(Exercise prompt):
What is needed is an exact copy of every entry below, minus the images.
BEGIN
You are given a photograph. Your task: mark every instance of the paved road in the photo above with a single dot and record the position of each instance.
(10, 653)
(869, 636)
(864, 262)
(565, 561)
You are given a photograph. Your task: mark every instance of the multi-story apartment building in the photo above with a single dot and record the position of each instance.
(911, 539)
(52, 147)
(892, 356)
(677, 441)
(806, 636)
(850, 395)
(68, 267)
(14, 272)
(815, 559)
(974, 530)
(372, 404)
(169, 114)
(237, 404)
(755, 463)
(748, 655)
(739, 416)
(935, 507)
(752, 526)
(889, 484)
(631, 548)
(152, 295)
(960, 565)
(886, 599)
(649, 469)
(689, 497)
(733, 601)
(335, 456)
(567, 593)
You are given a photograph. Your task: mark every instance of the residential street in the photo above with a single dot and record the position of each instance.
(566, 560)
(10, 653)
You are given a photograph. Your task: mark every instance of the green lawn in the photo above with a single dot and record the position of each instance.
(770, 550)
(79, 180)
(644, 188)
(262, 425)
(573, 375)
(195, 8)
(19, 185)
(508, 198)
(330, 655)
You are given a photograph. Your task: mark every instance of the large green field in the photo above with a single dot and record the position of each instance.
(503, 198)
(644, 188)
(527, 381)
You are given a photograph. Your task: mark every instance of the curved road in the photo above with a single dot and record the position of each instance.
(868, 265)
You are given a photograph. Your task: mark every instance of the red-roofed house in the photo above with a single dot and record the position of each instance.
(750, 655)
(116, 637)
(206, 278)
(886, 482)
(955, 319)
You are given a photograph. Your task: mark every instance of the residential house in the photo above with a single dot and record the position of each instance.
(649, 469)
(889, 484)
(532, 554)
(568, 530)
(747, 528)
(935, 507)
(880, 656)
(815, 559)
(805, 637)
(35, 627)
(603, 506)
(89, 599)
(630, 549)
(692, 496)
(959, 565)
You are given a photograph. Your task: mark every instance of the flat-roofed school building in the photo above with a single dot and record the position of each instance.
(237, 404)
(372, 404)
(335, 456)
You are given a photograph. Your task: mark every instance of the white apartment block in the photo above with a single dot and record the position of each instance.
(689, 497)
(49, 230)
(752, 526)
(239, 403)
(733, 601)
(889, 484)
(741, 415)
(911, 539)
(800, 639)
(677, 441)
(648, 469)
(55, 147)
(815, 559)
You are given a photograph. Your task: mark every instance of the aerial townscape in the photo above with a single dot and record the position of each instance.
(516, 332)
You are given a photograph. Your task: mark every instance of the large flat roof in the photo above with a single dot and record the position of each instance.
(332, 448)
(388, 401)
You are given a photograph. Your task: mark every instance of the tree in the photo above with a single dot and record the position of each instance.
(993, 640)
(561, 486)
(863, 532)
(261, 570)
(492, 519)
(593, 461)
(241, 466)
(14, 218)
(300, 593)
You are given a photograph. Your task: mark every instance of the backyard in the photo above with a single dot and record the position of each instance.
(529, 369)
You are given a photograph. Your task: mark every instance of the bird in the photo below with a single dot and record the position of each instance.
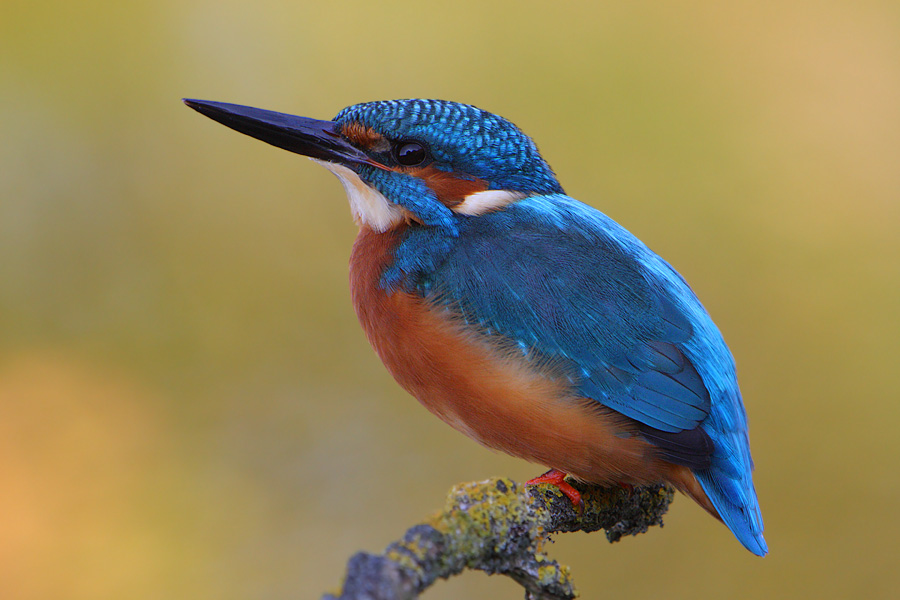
(527, 320)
END
(Answer to the problem):
You are given a photograph. Your task: mark every instance of the paved road in the photo above with a single dot and record the position of each instance.
(10, 653)
(869, 636)
(864, 262)
(565, 561)
You are given a photograph. Your task: mark every instance of the multi-story apartment building in the photo above with a single dot and record the position of each instance.
(911, 539)
(52, 147)
(892, 356)
(677, 441)
(806, 636)
(850, 395)
(68, 267)
(14, 272)
(815, 559)
(974, 530)
(372, 404)
(169, 114)
(237, 404)
(755, 463)
(748, 655)
(739, 416)
(935, 507)
(752, 526)
(889, 484)
(631, 548)
(152, 295)
(960, 565)
(886, 599)
(649, 469)
(689, 497)
(733, 601)
(335, 456)
(567, 593)
You are given a photograph. Your task: mark every instance of the residential street in the photo above with a single dot and record the position of each instance.
(566, 560)
(10, 653)
You are given a photograph. Your task: mark every instance of the green lawn in the photo above with a single dot and record the position of each instance.
(770, 550)
(79, 180)
(644, 188)
(262, 425)
(573, 375)
(195, 8)
(19, 185)
(508, 198)
(330, 655)
You are given a photograph. Your task: mark every instance of the large green field in the photo above with a single dot and record the position of each instance.
(503, 198)
(644, 188)
(527, 381)
You are given a photograph. Your task: mark every instance of the curved road in the photo above with a single dot and record the position of each instance.
(868, 265)
You are given a photograph. Your task: mark every instance of the red-roofed house in the photo above with a single dot and record the position of each instance.
(750, 655)
(116, 637)
(206, 278)
(886, 482)
(955, 319)
You are given a photograph. Your task: mark every instance of the residential house in the photo above with a single dot and record the position of each instance.
(649, 469)
(889, 484)
(532, 554)
(568, 530)
(747, 528)
(935, 507)
(880, 656)
(815, 559)
(805, 637)
(35, 627)
(603, 506)
(89, 599)
(630, 549)
(692, 496)
(959, 565)
You are given a photograph. Your task: mark every instance of the flat-roofed school building in the photo above with a single dot and record the position of each instance.
(237, 404)
(372, 404)
(335, 456)
You are given a photograph. Your task: mark every instance of the white apartment block in the photo above with a single dot and record the position of each instance.
(689, 497)
(49, 230)
(752, 526)
(239, 403)
(733, 601)
(889, 484)
(741, 415)
(911, 539)
(800, 639)
(677, 441)
(648, 469)
(55, 147)
(815, 559)
You are given a photograph. Your task: mark every instance of the aerial townscape in the photo above with a single dot and record the position of each instance.
(516, 332)
You are given a photograph. Your task: mark every instance of the large flat roof in the photo above with a single dot and record the position of each instance.
(332, 448)
(388, 401)
You are given a photograph. Your task: mark every instance of the tree in the photo above with a single dot and record the position of each instance.
(993, 640)
(561, 486)
(863, 532)
(261, 570)
(492, 519)
(593, 461)
(241, 466)
(14, 218)
(300, 593)
You are given a photograph. Your task: mark every instance of the backyard in the photo above with a single dot and record the position of each instance.
(529, 369)
You are given a photograph. Your task: mark every instance of the bird in the photo below with a single dot and record the position of each instance.
(527, 320)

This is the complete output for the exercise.